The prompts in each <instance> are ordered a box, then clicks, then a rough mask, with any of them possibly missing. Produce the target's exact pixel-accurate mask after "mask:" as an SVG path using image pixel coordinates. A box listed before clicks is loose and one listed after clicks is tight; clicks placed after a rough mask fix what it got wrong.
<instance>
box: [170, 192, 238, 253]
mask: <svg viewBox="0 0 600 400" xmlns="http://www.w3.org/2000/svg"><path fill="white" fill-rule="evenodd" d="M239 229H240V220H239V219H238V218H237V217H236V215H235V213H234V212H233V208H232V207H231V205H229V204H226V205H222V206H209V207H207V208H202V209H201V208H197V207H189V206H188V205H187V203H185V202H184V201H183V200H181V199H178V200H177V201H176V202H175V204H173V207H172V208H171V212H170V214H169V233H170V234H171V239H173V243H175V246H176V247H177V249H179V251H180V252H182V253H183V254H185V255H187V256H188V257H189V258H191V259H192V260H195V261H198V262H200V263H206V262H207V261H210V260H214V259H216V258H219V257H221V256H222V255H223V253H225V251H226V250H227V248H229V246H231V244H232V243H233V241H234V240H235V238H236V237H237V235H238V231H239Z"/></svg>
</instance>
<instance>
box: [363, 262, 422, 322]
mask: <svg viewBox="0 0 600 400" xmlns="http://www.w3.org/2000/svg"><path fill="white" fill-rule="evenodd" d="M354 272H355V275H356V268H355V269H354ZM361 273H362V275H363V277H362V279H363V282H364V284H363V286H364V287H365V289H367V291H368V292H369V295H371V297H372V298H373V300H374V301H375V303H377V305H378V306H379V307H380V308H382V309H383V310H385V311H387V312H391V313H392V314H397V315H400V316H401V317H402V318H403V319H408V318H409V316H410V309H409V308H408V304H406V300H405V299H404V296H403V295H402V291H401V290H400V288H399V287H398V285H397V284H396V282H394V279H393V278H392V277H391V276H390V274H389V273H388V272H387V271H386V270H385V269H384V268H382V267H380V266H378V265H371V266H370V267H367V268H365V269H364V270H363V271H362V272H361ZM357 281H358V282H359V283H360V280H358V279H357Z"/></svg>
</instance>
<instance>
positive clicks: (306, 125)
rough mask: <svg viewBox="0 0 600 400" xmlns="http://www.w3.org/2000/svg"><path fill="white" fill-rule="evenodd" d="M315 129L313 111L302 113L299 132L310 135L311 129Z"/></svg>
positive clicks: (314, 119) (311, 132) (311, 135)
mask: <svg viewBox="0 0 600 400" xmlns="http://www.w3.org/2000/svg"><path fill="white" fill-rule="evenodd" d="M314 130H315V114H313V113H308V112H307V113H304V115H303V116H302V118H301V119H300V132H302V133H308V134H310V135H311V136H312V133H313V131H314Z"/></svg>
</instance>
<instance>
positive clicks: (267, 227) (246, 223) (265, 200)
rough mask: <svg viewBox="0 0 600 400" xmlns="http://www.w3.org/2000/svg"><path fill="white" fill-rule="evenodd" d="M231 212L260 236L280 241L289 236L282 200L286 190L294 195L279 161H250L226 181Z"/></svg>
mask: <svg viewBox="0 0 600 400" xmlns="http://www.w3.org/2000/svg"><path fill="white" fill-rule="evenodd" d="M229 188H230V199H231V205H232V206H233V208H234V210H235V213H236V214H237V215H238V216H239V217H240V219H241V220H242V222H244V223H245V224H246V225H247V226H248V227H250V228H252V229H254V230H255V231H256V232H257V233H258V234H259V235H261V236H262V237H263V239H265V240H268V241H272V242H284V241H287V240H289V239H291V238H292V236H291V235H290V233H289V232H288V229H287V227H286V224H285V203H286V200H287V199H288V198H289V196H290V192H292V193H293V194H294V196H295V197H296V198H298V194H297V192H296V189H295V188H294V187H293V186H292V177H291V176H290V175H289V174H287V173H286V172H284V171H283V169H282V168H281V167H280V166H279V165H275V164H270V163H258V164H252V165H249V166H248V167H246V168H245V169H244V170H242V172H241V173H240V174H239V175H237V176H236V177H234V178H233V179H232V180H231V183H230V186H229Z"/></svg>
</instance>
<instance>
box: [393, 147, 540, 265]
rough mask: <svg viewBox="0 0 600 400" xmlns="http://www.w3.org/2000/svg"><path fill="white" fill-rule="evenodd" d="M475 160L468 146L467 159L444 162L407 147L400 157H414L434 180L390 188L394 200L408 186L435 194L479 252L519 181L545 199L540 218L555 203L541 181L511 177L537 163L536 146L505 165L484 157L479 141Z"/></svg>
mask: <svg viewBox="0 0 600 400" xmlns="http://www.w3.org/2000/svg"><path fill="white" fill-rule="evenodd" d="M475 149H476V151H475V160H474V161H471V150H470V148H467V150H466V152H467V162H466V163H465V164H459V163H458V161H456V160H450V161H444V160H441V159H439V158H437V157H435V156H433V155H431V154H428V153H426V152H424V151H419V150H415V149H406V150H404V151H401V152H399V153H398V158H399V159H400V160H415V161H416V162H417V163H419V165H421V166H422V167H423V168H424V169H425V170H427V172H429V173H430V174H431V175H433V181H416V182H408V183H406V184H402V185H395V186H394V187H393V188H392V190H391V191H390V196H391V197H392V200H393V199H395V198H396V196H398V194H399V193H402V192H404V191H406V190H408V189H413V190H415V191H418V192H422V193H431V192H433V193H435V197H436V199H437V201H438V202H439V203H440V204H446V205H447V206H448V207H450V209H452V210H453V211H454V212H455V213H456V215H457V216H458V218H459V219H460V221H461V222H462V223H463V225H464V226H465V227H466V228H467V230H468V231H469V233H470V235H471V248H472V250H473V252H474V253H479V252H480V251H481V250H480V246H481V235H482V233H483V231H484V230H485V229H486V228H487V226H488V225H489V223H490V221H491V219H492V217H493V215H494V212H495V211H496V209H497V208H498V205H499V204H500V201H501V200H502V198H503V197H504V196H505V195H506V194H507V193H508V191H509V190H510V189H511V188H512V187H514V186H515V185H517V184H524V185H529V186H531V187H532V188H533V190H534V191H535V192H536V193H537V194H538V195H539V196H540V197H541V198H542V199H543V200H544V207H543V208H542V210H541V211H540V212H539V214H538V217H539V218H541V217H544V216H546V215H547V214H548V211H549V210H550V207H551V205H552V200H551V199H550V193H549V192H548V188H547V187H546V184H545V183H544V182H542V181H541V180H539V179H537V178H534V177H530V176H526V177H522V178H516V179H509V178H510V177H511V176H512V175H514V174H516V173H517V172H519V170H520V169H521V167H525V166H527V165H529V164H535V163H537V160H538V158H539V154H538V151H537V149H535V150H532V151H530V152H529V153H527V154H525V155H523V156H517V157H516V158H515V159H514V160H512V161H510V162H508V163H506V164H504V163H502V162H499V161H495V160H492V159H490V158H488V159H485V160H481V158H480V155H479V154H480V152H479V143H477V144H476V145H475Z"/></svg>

────────

Problem requirements
Each entry above must be repeated exactly, with nothing dropped.

Output of the exercise
The prompts in each <instance> are ordered a box, then clicks, then a rough mask, with any of them possibly missing. Produce the target's exact pixel-accurate mask after "mask:" as an SVG path using image pixel coordinates. A box listed before clicks is loose and one listed after clicks is tight; clicks placed after a rough mask fix what it got wrong.
<instance>
box: [170, 192, 238, 253]
mask: <svg viewBox="0 0 600 400" xmlns="http://www.w3.org/2000/svg"><path fill="white" fill-rule="evenodd" d="M239 229H240V220H239V219H238V218H237V217H236V215H235V213H234V212H233V208H232V207H231V205H229V204H226V205H222V206H209V207H207V208H202V209H201V208H197V207H189V206H188V205H187V203H185V202H184V201H183V200H181V199H178V200H177V201H176V202H175V204H173V207H172V208H171V212H170V214H169V233H170V234H171V239H173V243H175V246H176V247H177V249H179V251H180V252H182V253H183V254H185V255H187V256H188V257H189V258H191V259H192V260H195V261H198V262H200V263H206V262H207V261H210V260H214V259H216V258H219V257H221V256H222V255H223V253H225V251H226V250H227V248H229V246H231V244H232V243H233V241H234V240H235V238H236V237H237V235H238V231H239Z"/></svg>
</instance>
<instance>
box: [363, 262, 422, 322]
mask: <svg viewBox="0 0 600 400" xmlns="http://www.w3.org/2000/svg"><path fill="white" fill-rule="evenodd" d="M354 272H355V275H356V268H355V269H354ZM361 273H362V275H363V277H362V279H363V282H364V284H363V286H364V287H365V289H367V291H368V292H369V295H371V297H372V298H373V300H374V301H375V303H377V305H378V306H379V307H380V308H382V309H383V310H385V311H387V312H391V313H392V314H397V315H400V316H401V317H402V318H403V319H408V318H409V316H410V309H409V308H408V304H406V300H405V299H404V296H403V295H402V291H401V290H400V288H399V287H398V285H397V284H396V282H394V279H393V278H392V277H391V276H390V274H389V273H388V272H387V271H386V270H385V269H384V268H382V267H380V266H378V265H371V266H370V267H367V268H365V269H364V270H363V271H362V272H361ZM357 281H358V282H359V283H360V280H358V279H357Z"/></svg>
</instance>
<instance>
positive clicks: (306, 125)
rough mask: <svg viewBox="0 0 600 400" xmlns="http://www.w3.org/2000/svg"><path fill="white" fill-rule="evenodd" d="M315 129L313 111L302 113L299 132L310 135L311 129Z"/></svg>
positive clicks: (314, 119) (311, 132) (311, 135)
mask: <svg viewBox="0 0 600 400" xmlns="http://www.w3.org/2000/svg"><path fill="white" fill-rule="evenodd" d="M314 130H315V114H313V113H308V112H307V113H304V115H303V116H302V118H301V119H300V132H302V133H308V134H310V135H311V136H312V133H313V131H314Z"/></svg>
</instance>
<instance>
positive clicks: (267, 227) (246, 223) (265, 200)
rough mask: <svg viewBox="0 0 600 400" xmlns="http://www.w3.org/2000/svg"><path fill="white" fill-rule="evenodd" d="M231 212L260 236L280 241L289 236L282 200L286 190L294 195L279 161H250L226 181Z"/></svg>
mask: <svg viewBox="0 0 600 400" xmlns="http://www.w3.org/2000/svg"><path fill="white" fill-rule="evenodd" d="M229 188H230V199H231V205H232V206H233V208H234V210H235V213H236V214H237V215H238V216H239V217H240V219H241V220H242V222H244V223H245V224H246V225H247V226H248V227H250V228H252V229H254V230H255V231H256V232H257V233H258V234H259V235H261V236H262V237H263V239H265V240H268V241H272V242H284V241H287V240H289V239H291V238H292V236H291V235H290V233H289V232H288V229H287V227H286V224H285V203H286V200H287V199H288V198H289V196H290V192H292V193H293V194H294V196H295V197H296V198H298V194H297V192H296V189H295V188H294V187H293V186H292V177H291V176H290V175H289V174H287V173H286V172H284V171H283V169H282V168H281V167H280V166H279V165H275V164H270V163H258V164H252V165H249V166H248V167H246V168H245V169H244V170H242V172H241V173H240V174H239V175H237V176H236V177H234V178H233V179H232V180H231V183H230V186H229Z"/></svg>
</instance>
<instance>
box: [393, 147, 540, 265]
rough mask: <svg viewBox="0 0 600 400" xmlns="http://www.w3.org/2000/svg"><path fill="white" fill-rule="evenodd" d="M475 160L468 146L467 159L444 162L407 147L400 157H414L434 180L390 188L394 200L408 186L435 194L479 252L519 181L545 199L540 218L555 203L541 181L511 177L537 163L536 146L505 165L484 157L479 141Z"/></svg>
mask: <svg viewBox="0 0 600 400" xmlns="http://www.w3.org/2000/svg"><path fill="white" fill-rule="evenodd" d="M475 149H476V151H475V160H474V161H471V150H470V148H467V150H466V152H467V162H466V163H465V164H459V163H458V161H456V160H450V161H444V160H441V159H439V158H437V157H435V156H433V155H431V154H428V153H426V152H424V151H419V150H415V149H406V150H404V151H401V152H399V153H398V158H399V159H400V160H415V161H416V162H417V163H419V165H421V166H422V167H423V168H424V169H425V170H427V172H429V173H430V174H431V175H433V181H416V182H408V183H406V184H402V185H395V186H394V187H393V188H392V190H391V191H390V196H391V197H392V200H393V199H395V198H396V196H398V194H399V193H402V192H404V191H406V190H408V189H413V190H415V191H418V192H422V193H431V192H433V193H435V197H436V199H437V201H438V202H439V203H440V204H446V205H447V206H448V207H450V209H452V210H453V211H454V212H455V213H456V215H457V216H458V218H459V219H460V221H461V222H462V223H463V225H464V226H465V227H466V228H467V230H468V231H469V233H470V235H471V248H472V250H473V252H474V253H479V252H480V251H481V250H480V246H481V235H482V233H483V231H484V230H485V229H486V228H487V226H488V225H489V223H490V221H491V219H492V217H493V215H494V212H495V211H496V209H497V208H498V205H499V204H500V201H501V200H502V198H503V197H504V196H505V195H506V194H507V193H508V191H509V190H510V189H511V188H512V187H514V186H515V185H517V184H524V185H529V186H531V187H532V188H533V190H534V191H535V192H536V193H537V194H538V195H539V196H540V197H541V198H542V199H543V200H544V207H543V208H542V210H541V211H540V212H539V214H538V217H539V218H541V217H544V216H546V215H547V214H548V211H549V210H550V207H551V205H552V200H551V199H550V193H549V192H548V188H547V187H546V184H545V183H544V182H542V181H541V180H539V179H537V178H534V177H530V176H526V177H522V178H516V179H509V178H510V177H511V176H512V175H514V174H516V173H517V172H519V170H520V169H521V167H525V166H527V165H529V164H535V163H537V160H538V158H539V154H538V151H537V149H535V150H532V151H530V152H529V153H527V154H525V155H523V156H517V157H516V158H515V159H514V160H512V161H510V162H508V163H506V164H504V163H502V162H499V161H495V160H492V159H490V158H488V159H485V160H481V158H480V155H479V154H480V152H479V143H477V144H476V145H475Z"/></svg>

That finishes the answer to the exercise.